__AIM__. Write out every item below word for word, leaving out the pictures.
******
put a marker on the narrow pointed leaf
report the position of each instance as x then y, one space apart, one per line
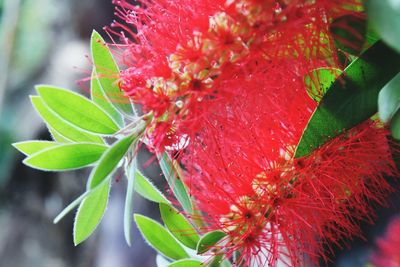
389 99
395 126
56 136
99 97
186 263
175 183
71 207
352 99
109 161
77 110
66 156
179 226
147 190
63 128
209 240
90 213
32 147
128 211
159 238
108 73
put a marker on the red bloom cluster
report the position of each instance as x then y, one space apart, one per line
228 77
241 171
389 247
178 53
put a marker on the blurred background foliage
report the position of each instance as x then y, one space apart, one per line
45 41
******
__RESPONSE TO THIS TASK__.
put a marker on the narrow pointed leaf
report the position of each instance as x then y, one space apart, one per line
389 99
395 126
56 136
99 97
186 263
175 183
71 207
352 99
109 161
77 110
66 156
179 226
147 190
63 128
209 240
90 213
32 147
128 211
159 238
108 73
put a marker on the red bloom cluster
report the position of each instance as x then y, one space apart, one per line
228 77
241 171
389 247
178 53
put a marker on the blurred background foliage
report the position of each instance as x then y, one space apart, one per line
45 41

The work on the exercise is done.